*GIVEN TASK 1:*
Please update the rows from the line with "Exercise. Indicate the ladder rail" to the line with "x=392, y=22", replacing "Query" with "Target" and leaving everything else unchanged. Give back only those lines.

*PASSAGE:*
══════

Why Happy Wife, Happy Life is a lie.
Unless you’ve been under a rock, you’ve heard the phrase happy wife happy life. If you have said it, you are forgiven. But NEVER say it again! “Happy wife happy life” is so ingrained into our culture that many believe it is actually true. Feminist leaning publications like HuffPo praise any study which may “prove” this. In this article, I’ll talk about how for BOTH parties happiness matters and what the hell happiness is anyway.
Why “Happy Wife Happy Life” Is Harmful To Marriage
Happy wife happy life, makes us think about catering to the whims and desires of our wife. As all of you should know by now, women are very emotional beings. Their current mood is often dictated by the current emotional state. If she is “happy” now is predicated on many things, and may change on a moments notice.
Often when men think of happiness, our thoughts go to more stable or consistent factors, such as the house, the career, overall issues with children, etc. Men’s mood fluctuations tend to be less drastic on a day to day basis than a woman’s. This is not to say one is better or worse, it is merely to point out the difference. By basing your relationship “happiness” on your wife’s “happiness” you are making a few (wrong) assumptions.
- Pussy pedestal – You are elevating her to a level she does not want to be elevated. Do not serve and cater to her every whim. Women instead wish to be desired, respected and appreciated. If you place yourself in a position where she is above you, she will treat you like you are beneath her.
- Her happiness is more important – You are both in this relationship together. Together you are partners. You should be the Captain and her your First Mate. Her needs are no more relevant than yours. Make sure one person is not always the one not getting their needs met.
- Her mood is based on her emotions, those always change – You must be that rock for her to count on. I like to give the analogy this way: You are the lighthouse built on a firm foundation that is the stable constant to her ever-changing seas.
History of Statement
The earliest use of this phrase I could find was from the play “1776.” Released on Broadway in March of 1969, right in the midst of the 2nd wave of feminism in the United States. There are a few other mentions of the phrase, but they appear to be two different phrases next to each other, and mostly in advertisements.

══════

*TASK DATA:*
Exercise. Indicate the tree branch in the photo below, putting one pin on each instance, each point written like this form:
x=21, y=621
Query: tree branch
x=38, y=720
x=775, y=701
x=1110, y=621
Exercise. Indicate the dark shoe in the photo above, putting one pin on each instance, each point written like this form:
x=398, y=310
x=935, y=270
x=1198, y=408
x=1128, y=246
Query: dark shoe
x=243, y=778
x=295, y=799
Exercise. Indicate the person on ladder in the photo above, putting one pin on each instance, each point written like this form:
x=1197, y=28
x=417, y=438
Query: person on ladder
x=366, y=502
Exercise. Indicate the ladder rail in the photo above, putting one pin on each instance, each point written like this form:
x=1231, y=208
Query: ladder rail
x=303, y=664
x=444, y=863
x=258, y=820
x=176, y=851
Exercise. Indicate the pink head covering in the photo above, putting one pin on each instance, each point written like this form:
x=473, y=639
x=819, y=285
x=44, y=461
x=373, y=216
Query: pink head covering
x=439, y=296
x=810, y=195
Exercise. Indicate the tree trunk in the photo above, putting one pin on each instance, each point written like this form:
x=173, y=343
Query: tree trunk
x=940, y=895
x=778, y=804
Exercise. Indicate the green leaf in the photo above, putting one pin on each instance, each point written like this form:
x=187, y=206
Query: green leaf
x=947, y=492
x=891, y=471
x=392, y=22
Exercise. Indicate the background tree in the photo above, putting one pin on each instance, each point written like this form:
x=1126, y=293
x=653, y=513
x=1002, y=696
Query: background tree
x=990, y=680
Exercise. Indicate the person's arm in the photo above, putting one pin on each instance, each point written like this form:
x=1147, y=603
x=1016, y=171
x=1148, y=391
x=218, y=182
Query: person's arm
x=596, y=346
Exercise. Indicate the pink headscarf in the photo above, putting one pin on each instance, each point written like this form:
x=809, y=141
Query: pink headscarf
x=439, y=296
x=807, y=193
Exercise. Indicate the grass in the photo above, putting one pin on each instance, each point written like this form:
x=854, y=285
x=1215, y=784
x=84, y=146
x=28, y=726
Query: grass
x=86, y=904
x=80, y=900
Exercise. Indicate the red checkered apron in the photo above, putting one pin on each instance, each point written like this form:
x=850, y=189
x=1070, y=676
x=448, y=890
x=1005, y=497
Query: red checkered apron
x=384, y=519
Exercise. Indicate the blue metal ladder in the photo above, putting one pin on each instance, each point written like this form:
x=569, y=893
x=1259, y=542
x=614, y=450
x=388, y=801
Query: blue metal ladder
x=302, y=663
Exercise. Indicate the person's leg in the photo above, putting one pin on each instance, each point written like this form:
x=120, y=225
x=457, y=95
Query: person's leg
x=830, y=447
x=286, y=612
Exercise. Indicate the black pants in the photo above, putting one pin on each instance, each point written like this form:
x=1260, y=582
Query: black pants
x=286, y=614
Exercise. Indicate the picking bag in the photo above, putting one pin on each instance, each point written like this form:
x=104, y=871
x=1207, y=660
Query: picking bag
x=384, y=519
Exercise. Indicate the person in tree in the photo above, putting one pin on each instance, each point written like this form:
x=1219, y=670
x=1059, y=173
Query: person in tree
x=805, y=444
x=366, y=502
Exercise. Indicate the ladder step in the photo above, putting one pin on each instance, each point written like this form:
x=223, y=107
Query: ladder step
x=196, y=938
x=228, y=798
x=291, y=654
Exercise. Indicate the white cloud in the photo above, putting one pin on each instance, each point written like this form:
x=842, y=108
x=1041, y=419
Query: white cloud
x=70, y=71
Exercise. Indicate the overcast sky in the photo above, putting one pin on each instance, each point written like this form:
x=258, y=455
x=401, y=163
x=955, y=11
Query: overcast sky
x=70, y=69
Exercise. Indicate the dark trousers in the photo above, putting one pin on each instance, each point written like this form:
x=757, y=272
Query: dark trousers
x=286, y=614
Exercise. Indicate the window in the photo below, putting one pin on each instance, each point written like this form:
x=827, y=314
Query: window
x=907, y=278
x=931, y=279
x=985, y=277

══════

*GIVEN TASK 2:*
Carry on the article about the phrase "happy wife, happy life" from its last sentence.

*EXERCISE ANSWER 1:*
Exercise. Indicate the ladder rail in the photo above, putting one pin on each instance, each point written like this form:
x=1231, y=208
Target: ladder rail
x=303, y=664
x=444, y=863
x=258, y=820
x=176, y=851
Exercise. Indicate the pink head covering in the photo above, putting one pin on each instance, each point written like this form:
x=473, y=639
x=819, y=285
x=44, y=461
x=373, y=216
Target: pink head covering
x=439, y=296
x=810, y=195
Exercise. Indicate the tree trunk in the photo above, putting one pin on each instance, each point written like this form:
x=173, y=343
Target: tree trunk
x=940, y=895
x=778, y=804
Exercise. Indicate the green leaf in the photo above, putting one pin on each instance, each point written like this form:
x=187, y=206
Target: green leaf
x=947, y=492
x=891, y=471
x=392, y=22

*EXERCISE ANSWER 2:*
It hasn’t been until recently that this phrase has taken on any sort of significant foothold in culture.
Usage vs. Meaning
How it’s used: A man must do what a woman wants in order to keep her happy, if she is happy then he is happy. Typically a married man will say “happy wife, happy life” where there is some sort of justification to others for complying with her whims.
What it means: The underlying statement has some truth to it, a relationship is doomed to fail when one partner is miserable. The statement I’ve come to love instead of “happy wife happy life”, is “happy spouse, happy house”. This phrase encapsulates that both partners share responsibility for the house. One person isn’t solely responsible, or self-sacrificial for the happiness of the other.
“We are as happy as we decide to be”Abraham Lincoln
What Is Happiness Anyway?
First and Most Important, happiness is a conscious decision, not an emotion.
Read that again.
Happiness is a conscious decision, not an emotion.
Emotions we have include Joy, Sadness, Fear, Anger, Disgust, etc. Just think about the characters from the Pixar movie, “Inside Out”.
If you need to do some research, watch the movie. Those are emotions. You can be “happy” and simultaneously feel tremendous sadness. Think about when you first left for college or moved out of your parents house. There was a degree of sadness as well as happiness.
A Moral Obligation
Being “happy” is a choice. It’s a conscious decision. Acting happy has a way of making you happy. Think about people you come in contact with on a daily basis. What effect does it have on you if you ask someone how their day is going, and they respond with “just trying to survive”. Now think if the person responds with “outstanding, as always” Much different take away for sure.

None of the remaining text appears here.